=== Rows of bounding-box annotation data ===
— begin —

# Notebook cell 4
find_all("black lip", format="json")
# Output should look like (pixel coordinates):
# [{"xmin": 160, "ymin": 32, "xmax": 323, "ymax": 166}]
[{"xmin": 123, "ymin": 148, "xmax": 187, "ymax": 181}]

— end —

Give every line of the material as a numbered list, leaving out any blank lines.

1. # Notebook cell 4
2. find_all("black lip", format="json")
3. # Output should look like (pixel coordinates):
4. # [{"xmin": 160, "ymin": 32, "xmax": 323, "ymax": 166}]
5. [{"xmin": 123, "ymin": 148, "xmax": 187, "ymax": 181}]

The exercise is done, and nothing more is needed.